BEGIN Document segment

Web alternatives to kennels
If cage-free, off-leash accommodations were the last big trend to sweep the boarding business, than sleepovers with regular folk are the new sweet spot between home and kennel. Today, several websites connect dog owners seeking a more hands-on, affordable boarding experience for their pups with dog-loving hosts eager to open their homes to canine visitors but with varying degrees of pet care experience.
Launched in Phoenix in 2004, the same year as Facebook, SleepoverRover.com helped pioneer the current web-based wave of hosting dogs as guests in private homes. With experience in pet retail and grooming and a desire to find a low stress alternative to kennels, co-founder Maggie Brown set about recruiting retirees and stay-at-home parents to take care of dogs in their homes.
Unlike newer sites, Sleepover Rover representatives evaluate each host and inspect each home, in some cases, providing dog-proofing and behavior advice. Sleepover Rover actively facilitates each match, handles payment (splitting the fee with hosts), and follows up on each home stay. Sleepover hosts are located in Phoenix, Tucson, Las Vegas, Denver, and in Southern California from San Diego to Santa Barbara.
In 2011, two sites—DogVacay.com and Rover.com—launched more open-market versions of the same concept. Like AirBnB, these sites allow dog owners and dog sitters to post profiles for free. Owners are responsible for selecting a sitter and making arrangements, although they pay through the site, as well as checking references, which include onsite and other social media reviews. The sites take a percentage, from 3 to 15 percent, of fees collected by the dog sitters.
Started by a husband-and-wife team, DogVacay was originally limited to Los Angeles and San Francisco, but now has more than 10,000 qualified hosts (DogVacay interviews hosts and checks references) around the country, concentrated in urban areas also including New York, Miami, Dallas, DC, Chicago and Atlanta. The hosts make an average of $1,000/month.
A well-funded, Seattle-based startup, Rover.com started by putting down roots in the Pacific Northwest but is now actively expanding in 52 cities.
In a recent New York Times blog specifically about DogVacacy the important issue of insurance was examined. While traditional homeowner's policies provide coverage that protects you in the event that your own dog bites someone, typically if a “guest” dog does likewise, this wouldn't be covered. You would need to acquire specialty insurance coverage for pet businesses, similar to groomers, boarding kennels, etc.

END Document segment

Check your understanding:
a: According to the text on web alternatives to kennels, how many qualified hosts does DogVacay now have?
b: Rewrite the portion of the text on web alternatives to kennels starting with "In a recent" and going on through "boarding kennels, etc.", substituting "article" for "blog".
Rely solely on the text on web alternatives to kennels.

BEGIN Dataset excerpts

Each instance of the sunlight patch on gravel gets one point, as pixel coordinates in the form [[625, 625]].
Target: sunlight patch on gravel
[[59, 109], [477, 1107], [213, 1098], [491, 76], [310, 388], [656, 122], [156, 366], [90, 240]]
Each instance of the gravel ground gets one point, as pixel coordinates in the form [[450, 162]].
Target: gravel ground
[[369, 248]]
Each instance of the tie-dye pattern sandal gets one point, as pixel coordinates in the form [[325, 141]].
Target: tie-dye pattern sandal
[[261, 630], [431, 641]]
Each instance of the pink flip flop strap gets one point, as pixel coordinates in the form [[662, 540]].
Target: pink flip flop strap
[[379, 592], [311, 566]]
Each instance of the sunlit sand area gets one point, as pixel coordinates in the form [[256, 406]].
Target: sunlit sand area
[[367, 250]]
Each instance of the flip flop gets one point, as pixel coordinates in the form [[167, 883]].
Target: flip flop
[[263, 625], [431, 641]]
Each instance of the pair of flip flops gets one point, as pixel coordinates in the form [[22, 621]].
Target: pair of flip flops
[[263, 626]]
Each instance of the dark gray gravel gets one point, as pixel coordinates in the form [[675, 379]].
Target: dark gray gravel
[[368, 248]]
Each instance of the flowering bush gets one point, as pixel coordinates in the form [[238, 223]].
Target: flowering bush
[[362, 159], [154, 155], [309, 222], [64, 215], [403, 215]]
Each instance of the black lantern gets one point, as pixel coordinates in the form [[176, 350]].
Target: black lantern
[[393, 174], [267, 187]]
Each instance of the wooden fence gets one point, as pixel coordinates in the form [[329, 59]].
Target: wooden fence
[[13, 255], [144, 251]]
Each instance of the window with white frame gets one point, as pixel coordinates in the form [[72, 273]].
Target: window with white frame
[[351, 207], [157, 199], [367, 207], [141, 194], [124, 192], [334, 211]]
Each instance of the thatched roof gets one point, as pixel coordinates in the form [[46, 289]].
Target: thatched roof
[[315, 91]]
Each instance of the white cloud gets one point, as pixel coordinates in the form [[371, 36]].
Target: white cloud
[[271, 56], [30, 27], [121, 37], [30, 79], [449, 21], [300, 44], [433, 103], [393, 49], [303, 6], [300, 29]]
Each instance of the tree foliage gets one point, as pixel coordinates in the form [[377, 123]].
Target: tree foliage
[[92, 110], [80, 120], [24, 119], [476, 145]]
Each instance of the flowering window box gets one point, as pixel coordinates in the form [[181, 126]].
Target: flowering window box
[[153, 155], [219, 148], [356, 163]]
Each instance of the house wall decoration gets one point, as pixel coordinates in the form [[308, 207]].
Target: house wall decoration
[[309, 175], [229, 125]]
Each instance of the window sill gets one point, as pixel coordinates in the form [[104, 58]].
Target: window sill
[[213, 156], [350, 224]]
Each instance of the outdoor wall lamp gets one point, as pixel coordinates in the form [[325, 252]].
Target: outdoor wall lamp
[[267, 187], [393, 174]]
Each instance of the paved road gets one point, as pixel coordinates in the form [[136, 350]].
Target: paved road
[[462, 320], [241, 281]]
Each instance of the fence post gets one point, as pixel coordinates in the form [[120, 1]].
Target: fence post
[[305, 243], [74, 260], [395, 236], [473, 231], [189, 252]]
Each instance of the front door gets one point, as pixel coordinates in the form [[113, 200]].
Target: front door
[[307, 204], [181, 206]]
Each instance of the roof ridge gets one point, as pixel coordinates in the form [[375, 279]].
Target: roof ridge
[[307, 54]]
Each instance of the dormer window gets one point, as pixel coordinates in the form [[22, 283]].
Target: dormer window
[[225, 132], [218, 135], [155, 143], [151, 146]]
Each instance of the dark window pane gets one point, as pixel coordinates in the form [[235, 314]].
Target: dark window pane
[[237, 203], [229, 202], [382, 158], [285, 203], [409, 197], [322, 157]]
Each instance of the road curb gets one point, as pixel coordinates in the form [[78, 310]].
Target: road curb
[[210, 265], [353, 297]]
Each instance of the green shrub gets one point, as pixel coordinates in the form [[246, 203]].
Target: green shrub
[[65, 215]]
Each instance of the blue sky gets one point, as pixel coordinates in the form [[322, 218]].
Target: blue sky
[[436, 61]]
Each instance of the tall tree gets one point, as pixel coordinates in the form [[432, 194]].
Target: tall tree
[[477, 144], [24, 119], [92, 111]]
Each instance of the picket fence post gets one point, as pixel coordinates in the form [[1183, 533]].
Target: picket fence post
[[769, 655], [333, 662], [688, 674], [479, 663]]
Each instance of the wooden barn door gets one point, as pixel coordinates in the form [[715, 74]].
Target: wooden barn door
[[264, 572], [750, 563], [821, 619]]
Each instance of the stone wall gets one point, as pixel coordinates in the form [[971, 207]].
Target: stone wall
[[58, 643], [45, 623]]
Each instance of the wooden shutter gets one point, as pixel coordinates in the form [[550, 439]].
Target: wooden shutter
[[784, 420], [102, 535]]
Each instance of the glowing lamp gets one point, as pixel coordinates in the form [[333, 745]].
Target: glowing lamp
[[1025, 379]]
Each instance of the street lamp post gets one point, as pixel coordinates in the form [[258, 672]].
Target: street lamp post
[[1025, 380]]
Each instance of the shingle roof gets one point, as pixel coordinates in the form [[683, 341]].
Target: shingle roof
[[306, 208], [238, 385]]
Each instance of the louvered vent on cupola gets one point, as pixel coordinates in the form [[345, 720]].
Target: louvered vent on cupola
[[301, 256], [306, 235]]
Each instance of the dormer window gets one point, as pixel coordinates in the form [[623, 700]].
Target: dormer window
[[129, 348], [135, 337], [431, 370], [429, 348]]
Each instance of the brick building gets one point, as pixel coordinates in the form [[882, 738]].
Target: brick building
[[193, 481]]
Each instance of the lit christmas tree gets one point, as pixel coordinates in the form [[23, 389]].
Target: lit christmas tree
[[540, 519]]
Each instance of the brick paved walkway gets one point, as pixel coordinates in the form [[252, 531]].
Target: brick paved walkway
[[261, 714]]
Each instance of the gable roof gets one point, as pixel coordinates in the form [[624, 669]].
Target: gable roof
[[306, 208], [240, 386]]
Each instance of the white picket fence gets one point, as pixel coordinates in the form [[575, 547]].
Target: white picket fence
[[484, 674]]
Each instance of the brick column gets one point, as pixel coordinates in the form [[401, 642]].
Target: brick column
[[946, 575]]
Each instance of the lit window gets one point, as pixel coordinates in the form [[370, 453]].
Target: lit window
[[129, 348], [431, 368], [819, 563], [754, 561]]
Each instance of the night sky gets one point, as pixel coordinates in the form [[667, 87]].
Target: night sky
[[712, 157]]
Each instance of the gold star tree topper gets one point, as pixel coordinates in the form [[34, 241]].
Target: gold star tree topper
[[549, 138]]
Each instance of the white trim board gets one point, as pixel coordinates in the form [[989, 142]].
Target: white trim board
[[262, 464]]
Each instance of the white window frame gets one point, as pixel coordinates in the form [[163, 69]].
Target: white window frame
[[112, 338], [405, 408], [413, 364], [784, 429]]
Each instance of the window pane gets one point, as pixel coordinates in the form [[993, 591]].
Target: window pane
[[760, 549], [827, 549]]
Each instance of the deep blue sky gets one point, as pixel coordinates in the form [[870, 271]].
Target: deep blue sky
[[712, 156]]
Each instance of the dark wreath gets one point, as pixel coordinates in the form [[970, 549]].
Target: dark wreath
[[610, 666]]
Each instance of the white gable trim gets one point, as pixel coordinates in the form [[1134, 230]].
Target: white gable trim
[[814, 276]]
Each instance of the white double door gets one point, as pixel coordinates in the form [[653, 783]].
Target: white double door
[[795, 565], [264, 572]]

END Dataset excerpts

Expected results:
a: More than 10,000

b:
In a recent New York Times article specifically about DogVacacy the important issue of insurance was examined. While traditional homeowner's policies provide coverage that protects you in the event that your own dog bites someone, typically if a “guest” dog does likewise, this wouldn't be covered. You would need to acquire specialty insurance coverage for pet businesses, similar to groomers, boarding kennels, etc.